### Materials provided
◆ ◆ ◆

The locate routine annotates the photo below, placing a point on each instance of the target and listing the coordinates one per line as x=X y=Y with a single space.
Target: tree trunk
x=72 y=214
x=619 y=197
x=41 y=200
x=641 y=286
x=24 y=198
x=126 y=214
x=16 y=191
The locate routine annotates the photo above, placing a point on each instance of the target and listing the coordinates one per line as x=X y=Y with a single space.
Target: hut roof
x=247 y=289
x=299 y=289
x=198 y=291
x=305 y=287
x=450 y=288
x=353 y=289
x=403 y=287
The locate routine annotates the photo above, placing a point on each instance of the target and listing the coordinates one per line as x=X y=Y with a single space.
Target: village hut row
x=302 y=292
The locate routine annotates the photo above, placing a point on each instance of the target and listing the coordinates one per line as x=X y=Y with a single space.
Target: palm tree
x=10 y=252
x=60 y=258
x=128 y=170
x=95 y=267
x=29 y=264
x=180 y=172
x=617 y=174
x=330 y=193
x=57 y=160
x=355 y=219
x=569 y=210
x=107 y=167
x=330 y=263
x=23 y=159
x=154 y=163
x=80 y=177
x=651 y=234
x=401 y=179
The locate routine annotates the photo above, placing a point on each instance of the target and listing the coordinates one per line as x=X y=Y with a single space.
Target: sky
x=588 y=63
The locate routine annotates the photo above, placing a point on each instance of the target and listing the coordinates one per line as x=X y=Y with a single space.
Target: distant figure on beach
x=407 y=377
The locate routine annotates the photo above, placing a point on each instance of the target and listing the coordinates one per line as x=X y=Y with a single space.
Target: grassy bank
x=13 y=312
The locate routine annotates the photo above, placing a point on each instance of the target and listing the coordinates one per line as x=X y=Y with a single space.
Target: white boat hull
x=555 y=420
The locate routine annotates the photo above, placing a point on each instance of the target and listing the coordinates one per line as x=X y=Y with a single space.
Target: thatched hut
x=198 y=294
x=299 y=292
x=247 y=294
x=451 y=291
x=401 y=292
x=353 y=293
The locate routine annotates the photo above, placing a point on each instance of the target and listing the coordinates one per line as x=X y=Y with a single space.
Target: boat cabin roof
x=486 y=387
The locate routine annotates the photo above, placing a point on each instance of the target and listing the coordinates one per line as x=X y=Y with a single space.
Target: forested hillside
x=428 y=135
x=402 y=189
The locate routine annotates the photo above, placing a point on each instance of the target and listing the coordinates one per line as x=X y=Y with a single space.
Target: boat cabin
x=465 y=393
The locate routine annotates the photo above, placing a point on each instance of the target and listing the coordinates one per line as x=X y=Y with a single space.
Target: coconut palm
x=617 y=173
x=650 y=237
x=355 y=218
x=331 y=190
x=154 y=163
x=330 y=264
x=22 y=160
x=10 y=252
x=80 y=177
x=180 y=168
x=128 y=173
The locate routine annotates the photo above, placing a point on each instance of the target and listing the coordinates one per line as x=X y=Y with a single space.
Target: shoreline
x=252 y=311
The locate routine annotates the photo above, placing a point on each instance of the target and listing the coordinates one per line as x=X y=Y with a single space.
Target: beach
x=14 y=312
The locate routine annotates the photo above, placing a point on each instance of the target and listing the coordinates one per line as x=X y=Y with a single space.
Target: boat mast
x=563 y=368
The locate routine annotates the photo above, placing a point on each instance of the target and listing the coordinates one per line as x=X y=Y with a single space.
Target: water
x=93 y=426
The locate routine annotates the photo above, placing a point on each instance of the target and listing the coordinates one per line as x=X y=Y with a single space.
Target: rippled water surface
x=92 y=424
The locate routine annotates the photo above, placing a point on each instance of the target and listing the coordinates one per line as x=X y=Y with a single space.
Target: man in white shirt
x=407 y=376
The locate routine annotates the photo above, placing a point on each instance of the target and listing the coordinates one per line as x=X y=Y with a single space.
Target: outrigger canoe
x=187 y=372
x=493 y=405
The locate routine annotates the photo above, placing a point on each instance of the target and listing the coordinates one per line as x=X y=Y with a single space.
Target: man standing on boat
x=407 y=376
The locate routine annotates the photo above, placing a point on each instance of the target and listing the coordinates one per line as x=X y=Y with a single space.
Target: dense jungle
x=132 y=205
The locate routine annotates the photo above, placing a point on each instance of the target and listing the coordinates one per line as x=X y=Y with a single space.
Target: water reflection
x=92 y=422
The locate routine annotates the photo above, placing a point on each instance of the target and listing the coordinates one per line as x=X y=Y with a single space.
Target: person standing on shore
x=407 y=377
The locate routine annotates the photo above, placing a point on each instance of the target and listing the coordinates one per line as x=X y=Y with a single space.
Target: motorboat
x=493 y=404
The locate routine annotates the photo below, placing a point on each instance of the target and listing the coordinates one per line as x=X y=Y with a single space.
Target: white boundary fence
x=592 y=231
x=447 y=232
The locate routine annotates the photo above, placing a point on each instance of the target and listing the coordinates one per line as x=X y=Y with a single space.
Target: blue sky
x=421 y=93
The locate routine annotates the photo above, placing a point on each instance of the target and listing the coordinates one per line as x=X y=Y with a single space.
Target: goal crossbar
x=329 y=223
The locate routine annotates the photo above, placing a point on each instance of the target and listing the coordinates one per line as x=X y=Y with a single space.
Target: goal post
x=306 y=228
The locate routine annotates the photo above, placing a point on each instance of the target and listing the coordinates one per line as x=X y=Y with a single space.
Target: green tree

◆ ◆ ◆

### Directive
Write an exact transcription of every entry above.

### Response below
The locate routine annotates the photo below, placing a point on each instance of the target and listing the coordinates one per line as x=X y=Y with a single space.
Target: tree trunk
x=72 y=214
x=619 y=197
x=41 y=200
x=641 y=286
x=24 y=198
x=126 y=214
x=16 y=191
The locate routine annotates the photo above, placing a point on each instance of the target and listing the coordinates one per line as x=X y=Y with a single space.
Target: hut roof
x=247 y=289
x=299 y=289
x=198 y=291
x=305 y=287
x=450 y=288
x=353 y=289
x=403 y=287
The locate routine annotates the photo above, placing a point on each instance of the target and listing the coordinates one per line as x=X y=Y with a single space.
Target: village hut row
x=302 y=292
The locate routine annotates the photo above, placing a point on each instance of the target and listing the coordinates one per line as x=X y=Y with a single space.
Target: palm tree
x=10 y=252
x=60 y=258
x=128 y=170
x=95 y=267
x=29 y=264
x=180 y=172
x=617 y=174
x=330 y=193
x=57 y=160
x=355 y=219
x=569 y=210
x=107 y=167
x=330 y=263
x=23 y=159
x=154 y=163
x=80 y=177
x=651 y=234
x=401 y=179
The locate routine annotates the photo above, placing a point on each instance of the target and listing the coordinates one per line as x=X y=Y with a single space.
Target: sky
x=588 y=63
The locate routine annotates the photo above, placing a point on each instance of the target and listing the coordinates one per line as x=X y=Y with a single space.
Target: distant figure on beach
x=407 y=377
The locate routine annotates the photo above, placing a point on each instance of the target and listing the coordinates one per line as x=X y=Y with a single space.
Target: grassy bank
x=13 y=312
The locate routine annotates the photo above, placing a point on each instance of the target and listing the coordinates one per line as x=X y=Y with a single space.
Target: white boat hull
x=555 y=420
The locate routine annotates the photo above, placing a point on each instance of the target and listing the coordinates one per line as x=X y=Y with a single space.
Target: thatched hut
x=198 y=294
x=299 y=292
x=247 y=294
x=451 y=291
x=401 y=292
x=353 y=293
The locate routine annotates the photo above, placing a point on each instance of the target and listing the coordinates one per line as x=X y=Y with a single space.
Target: boat cabin roof
x=486 y=387
The locate routine annotates the photo above, placing a point on each instance of the target and listing the coordinates one per line as x=X y=Y with a single space.
Target: forested hillside
x=428 y=135
x=402 y=189
The locate routine annotates the photo above, placing a point on each instance of the target and listing the coordinates one per line as x=X y=Y with a single space.
Target: boat cabin
x=465 y=393
The locate routine annotates the photo above, placing a point on each instance of the target and listing the coordinates one per line as x=X y=Y with a single space.
Target: coconut palm
x=617 y=173
x=650 y=237
x=355 y=218
x=331 y=190
x=154 y=163
x=330 y=264
x=22 y=160
x=10 y=252
x=80 y=177
x=180 y=168
x=128 y=173
The locate routine annotates the photo above, placing a point on each instance of the target and listing the coordinates one per line as x=X y=Y with a single space.
Target: shoreline
x=252 y=311
The locate routine annotates the photo above, placing a point on each instance of the target and listing the coordinates one per line as x=X y=Y with a single space.
Target: beach
x=14 y=312
The locate routine annotates the photo above, placing a point on each instance of the target and listing the coordinates one per line as x=X y=Y with a single space.
Target: boat mast
x=563 y=368
The locate routine annotates the photo above, placing a point on each instance of the target and listing the coordinates one per line as x=X y=Y with a single space.
Target: water
x=93 y=426
The locate routine annotates the photo above, placing a point on each instance of the target and listing the coordinates one per line as x=X y=Y with a single space.
Target: rippled water surface
x=92 y=424
The locate routine annotates the photo above, placing a point on each instance of the target and listing the coordinates one per line as x=X y=Y with a single space.
Target: man in white shirt
x=407 y=376
The locate routine annotates the photo above, placing a point on each instance of the target and listing the coordinates one per line as x=X y=Y with a single space.
Target: outrigger canoe
x=187 y=372
x=493 y=405
The locate routine annotates the photo above, placing a point on each instance of the target and listing the coordinates one per line as x=X y=Y with a single space.
Target: man standing on boat
x=407 y=376
The locate routine annotates the photo above, placing a point on each instance of the target and listing the coordinates one per line as x=X y=Y with a single space.
Target: dense jungle
x=132 y=205
The locate routine annotates the photo above, placing a point on each instance of the target and listing the coordinates one per line as x=X y=Y with a single space.
Target: water reflection
x=92 y=422
The locate routine annotates the photo above, placing a point on each instance of the target and listing the coordinates one per line as x=X y=Y with a single space.
Target: person standing on shore
x=407 y=377
The locate routine annotates the photo above, placing a point on each instance of the target and listing the coordinates one per line as x=X y=Y with a single space.
Target: motorboat
x=493 y=404
The locate routine annotates the photo below, placing a point on each instance of the target and listing the coordinates one per line as x=X y=Y with a single space.
Target: white boundary fence
x=592 y=231
x=447 y=232
The locate routine annotates the photo above, placing a point on each instance of the target and listing the coordinates one per line as x=X y=Y with a single space.
Target: blue sky
x=421 y=93
The locate routine annotates the photo above, placing a point on each instance of the target and listing the coordinates one per line as x=X y=Y with a single space.
Target: goal crossbar
x=329 y=223
The locate routine annotates the photo above, placing a point on each instance of the target and listing the coordinates one per line as x=X y=Y with a single space.
Target: goal post
x=306 y=228
The locate routine annotates the photo above, placing a point on each instance of the target and listing the coordinates one per line as x=X y=Y with a single space.
Target: green tree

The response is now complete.